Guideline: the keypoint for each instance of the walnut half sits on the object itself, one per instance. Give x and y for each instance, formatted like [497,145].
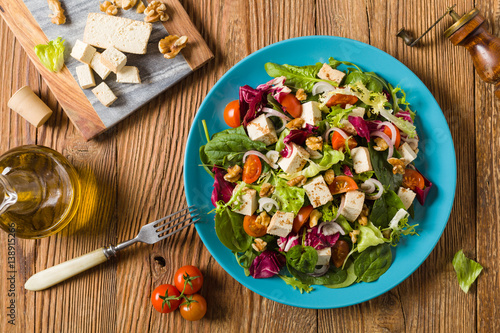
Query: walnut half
[171,45]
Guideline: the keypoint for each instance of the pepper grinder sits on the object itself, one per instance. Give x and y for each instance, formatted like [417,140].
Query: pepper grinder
[470,31]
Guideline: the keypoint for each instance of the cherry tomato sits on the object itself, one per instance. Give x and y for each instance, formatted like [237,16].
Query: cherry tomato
[342,100]
[339,252]
[301,218]
[252,169]
[192,275]
[342,184]
[388,132]
[338,141]
[232,114]
[194,308]
[165,305]
[412,179]
[252,228]
[292,105]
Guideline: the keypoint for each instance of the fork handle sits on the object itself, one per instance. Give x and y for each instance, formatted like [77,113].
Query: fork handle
[58,273]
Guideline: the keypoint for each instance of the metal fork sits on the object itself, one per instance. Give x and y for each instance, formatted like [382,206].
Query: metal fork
[150,234]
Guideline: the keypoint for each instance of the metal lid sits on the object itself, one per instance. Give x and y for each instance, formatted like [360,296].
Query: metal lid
[460,21]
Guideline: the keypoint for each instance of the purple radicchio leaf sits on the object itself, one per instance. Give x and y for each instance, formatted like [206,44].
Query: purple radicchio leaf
[318,240]
[267,264]
[361,127]
[223,190]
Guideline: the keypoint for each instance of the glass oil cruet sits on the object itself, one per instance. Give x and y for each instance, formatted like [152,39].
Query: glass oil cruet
[39,191]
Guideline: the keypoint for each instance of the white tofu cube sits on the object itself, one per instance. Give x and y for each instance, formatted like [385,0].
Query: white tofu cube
[85,76]
[262,129]
[104,94]
[98,67]
[407,196]
[317,191]
[361,159]
[324,256]
[281,224]
[128,74]
[113,59]
[311,113]
[353,205]
[407,153]
[328,73]
[248,199]
[83,52]
[296,161]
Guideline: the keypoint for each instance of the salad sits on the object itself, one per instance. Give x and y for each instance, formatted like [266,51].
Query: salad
[314,180]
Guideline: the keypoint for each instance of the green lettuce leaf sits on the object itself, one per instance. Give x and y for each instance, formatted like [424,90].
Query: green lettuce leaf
[51,54]
[467,270]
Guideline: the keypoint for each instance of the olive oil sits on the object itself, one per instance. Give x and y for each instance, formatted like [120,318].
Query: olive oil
[39,191]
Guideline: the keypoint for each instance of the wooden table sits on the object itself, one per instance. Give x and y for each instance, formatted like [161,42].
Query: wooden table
[133,174]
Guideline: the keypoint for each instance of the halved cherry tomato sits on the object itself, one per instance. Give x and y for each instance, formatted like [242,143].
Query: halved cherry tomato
[292,105]
[412,179]
[338,141]
[339,252]
[232,114]
[194,308]
[301,218]
[165,305]
[252,169]
[192,275]
[342,184]
[252,228]
[388,132]
[342,100]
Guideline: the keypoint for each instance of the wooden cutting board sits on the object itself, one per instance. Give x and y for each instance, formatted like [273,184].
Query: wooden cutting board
[29,21]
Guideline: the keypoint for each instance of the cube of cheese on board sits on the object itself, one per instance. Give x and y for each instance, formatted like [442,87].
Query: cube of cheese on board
[104,94]
[83,52]
[124,34]
[128,74]
[85,76]
[113,59]
[98,67]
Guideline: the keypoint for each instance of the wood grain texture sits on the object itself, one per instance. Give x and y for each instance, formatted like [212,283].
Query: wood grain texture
[133,174]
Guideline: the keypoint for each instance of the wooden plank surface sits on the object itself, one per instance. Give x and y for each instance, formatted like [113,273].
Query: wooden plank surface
[133,174]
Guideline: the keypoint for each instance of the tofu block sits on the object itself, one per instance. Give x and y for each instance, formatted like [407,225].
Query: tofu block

● ● ●

§ WORK INSTRUCTION
The word "block" appears in some lines above. Return every one of those lines.

§ WORKED SOLUTION
Guideline: the keypoint for each instance of the tofu block sits on the object itself, one per instance. Give x and y for each instance, formatted like [407,225].
Query: tofu block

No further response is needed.